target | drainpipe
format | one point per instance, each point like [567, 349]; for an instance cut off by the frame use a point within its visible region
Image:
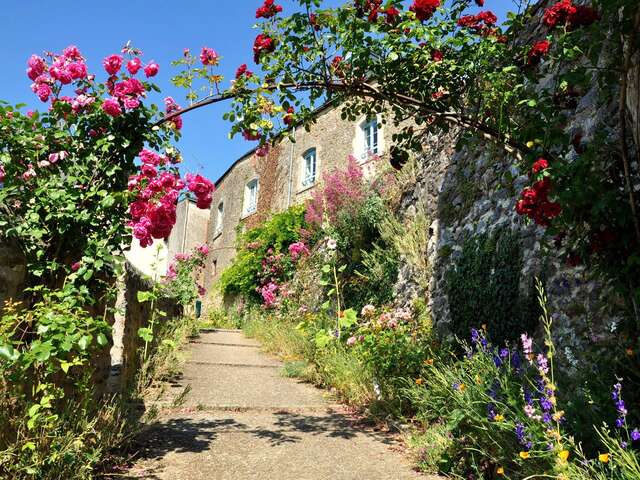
[291, 168]
[184, 231]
----
» **Your goal**
Shift the listing above by adding 120 to every coordinate in the answers, then give all of its lines again, requests included. Leave the pictures out.

» **Result of the task**
target | drainpipe
format | one point per instance, each point like [567, 349]; for an instance cut off by the frame use a point within its visible region
Image:
[411, 288]
[304, 351]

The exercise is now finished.